Objective
Rewrite the items below as one numbered list, with each line as its own entry and blank lines dropped.

Information supplied
--------------------------------------------------

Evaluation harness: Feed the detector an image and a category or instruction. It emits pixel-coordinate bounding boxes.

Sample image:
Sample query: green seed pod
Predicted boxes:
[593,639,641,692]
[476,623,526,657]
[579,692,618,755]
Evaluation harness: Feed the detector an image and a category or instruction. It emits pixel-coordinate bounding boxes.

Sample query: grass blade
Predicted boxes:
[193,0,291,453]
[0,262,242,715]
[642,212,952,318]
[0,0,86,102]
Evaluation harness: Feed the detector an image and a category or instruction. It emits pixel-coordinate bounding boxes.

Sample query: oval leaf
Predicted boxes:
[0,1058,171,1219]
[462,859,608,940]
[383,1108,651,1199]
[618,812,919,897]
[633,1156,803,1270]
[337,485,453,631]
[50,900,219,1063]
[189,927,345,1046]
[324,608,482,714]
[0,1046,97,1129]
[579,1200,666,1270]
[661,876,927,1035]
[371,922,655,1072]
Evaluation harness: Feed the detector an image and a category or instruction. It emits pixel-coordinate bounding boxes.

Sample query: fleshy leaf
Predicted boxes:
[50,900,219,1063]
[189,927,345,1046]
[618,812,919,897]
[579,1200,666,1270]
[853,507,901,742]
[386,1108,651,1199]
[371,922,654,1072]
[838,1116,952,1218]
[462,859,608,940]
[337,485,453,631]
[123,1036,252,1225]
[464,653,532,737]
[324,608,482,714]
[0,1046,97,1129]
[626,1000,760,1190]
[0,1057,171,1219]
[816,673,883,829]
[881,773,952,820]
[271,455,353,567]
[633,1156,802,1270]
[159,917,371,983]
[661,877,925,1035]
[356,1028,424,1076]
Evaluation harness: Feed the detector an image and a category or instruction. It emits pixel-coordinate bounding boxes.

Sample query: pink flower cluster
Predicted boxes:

--------------------------------------------------

Exercise answer
1. Evaluation harness: Feed the detector an image and a category or instruction. It emits pixel-coordinate bounding boxes.
2. Sample image:
3. Sample query: green seed pod
4. Predicted boxes:
5. [593,639,641,692]
6. [476,623,526,657]
7. [579,692,618,755]
8. Evaluation harness: Feed the detector an image and a category or instruction. It emits pixel-coordinate bounding boxes.
9. Sample query: grass blade
10. Predicted boxes:
11. [193,0,291,453]
12. [0,262,242,715]
13. [642,212,952,318]
14. [0,0,86,102]
15. Evaluation harness: Feed the detector an image and a category or instruction. It emits pixel-coordinate bounding boxes.
16. Sample query: oval leaf
17. Predicted boxes:
18. [0,1058,171,1219]
19. [462,859,608,940]
20. [383,1108,651,1199]
21. [618,812,919,897]
22. [633,1156,803,1270]
23. [337,485,453,631]
24. [50,900,219,1063]
25. [189,927,345,1046]
26. [324,608,482,714]
27. [0,1046,97,1129]
28. [579,1200,666,1270]
29. [661,876,927,1035]
30. [371,922,655,1072]
31. Evaluation harness: Feed the detector an image and a category or instruction. It emits pixel-coordinate bounding boxes.
32. Sample query: fleshy leaf
33. Predicted boxes:
34. [50,900,219,1063]
35. [189,927,345,1046]
36. [618,812,919,897]
37. [579,1200,666,1270]
38. [853,507,901,742]
39. [386,1108,651,1199]
40. [371,922,654,1072]
41. [838,1116,952,1218]
42. [462,859,608,940]
43. [337,485,453,631]
44. [123,1036,252,1225]
45. [464,653,532,737]
46. [324,608,482,714]
47. [0,1046,97,1129]
48. [626,1000,760,1190]
49. [0,1057,171,1219]
50. [816,673,883,829]
51. [881,773,952,820]
52. [271,455,353,567]
53. [633,1156,802,1270]
54. [159,917,371,983]
55. [661,877,925,1035]
56. [356,1028,424,1076]
57. Evaluation harness: Feed the detector an image and a category or instruction. It emits pixel-coordinate bounding boxes.
58. Sample query: pink flower cluster
59. Predicted boxes:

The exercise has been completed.